PROMPT: Keep the pictures out of your copy. Transcribe the records below exactly.
[EXTRACTED ENTRIES]
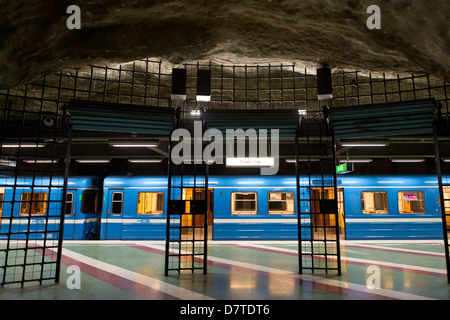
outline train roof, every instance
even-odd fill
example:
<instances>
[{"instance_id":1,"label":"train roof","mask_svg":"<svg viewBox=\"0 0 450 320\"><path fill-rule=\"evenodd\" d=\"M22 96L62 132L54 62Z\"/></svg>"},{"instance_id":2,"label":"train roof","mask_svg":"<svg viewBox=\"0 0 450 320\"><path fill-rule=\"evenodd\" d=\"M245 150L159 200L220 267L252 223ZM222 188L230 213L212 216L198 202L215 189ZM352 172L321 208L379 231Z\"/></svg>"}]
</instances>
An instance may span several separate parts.
<instances>
[{"instance_id":1,"label":"train roof","mask_svg":"<svg viewBox=\"0 0 450 320\"><path fill-rule=\"evenodd\" d=\"M320 176L300 176L300 186L333 185L332 176L325 177L324 183ZM309 181L310 180L310 181ZM337 177L338 187L363 186L437 186L435 175L407 175L407 176L361 176L341 175ZM214 187L295 187L296 179L293 175L283 176L209 176L208 185ZM167 176L109 176L104 180L104 187L167 187Z\"/></svg>"}]
</instances>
[/EXTRACTED ENTRIES]
FINAL ANSWER:
outline train roof, every instance
even-odd fill
example:
<instances>
[{"instance_id":1,"label":"train roof","mask_svg":"<svg viewBox=\"0 0 450 320\"><path fill-rule=\"evenodd\" d=\"M22 96L62 132L54 62Z\"/></svg>"},{"instance_id":2,"label":"train roof","mask_svg":"<svg viewBox=\"0 0 450 320\"><path fill-rule=\"evenodd\" d=\"M245 150L159 200L220 267L252 223ZM222 188L230 213L212 216L198 202L215 189ZM352 172L321 208L379 231Z\"/></svg>"}]
</instances>
An instance may span several separate parts.
<instances>
[{"instance_id":1,"label":"train roof","mask_svg":"<svg viewBox=\"0 0 450 320\"><path fill-rule=\"evenodd\" d=\"M320 176L300 176L300 186L333 185L332 176L325 177L324 183ZM309 181L310 180L310 181ZM337 177L338 187L363 186L437 186L435 175L407 175L407 176L361 176L341 175ZM214 187L295 187L296 179L293 175L283 176L209 176L208 185ZM167 176L109 176L104 180L104 187L167 187Z\"/></svg>"}]
</instances>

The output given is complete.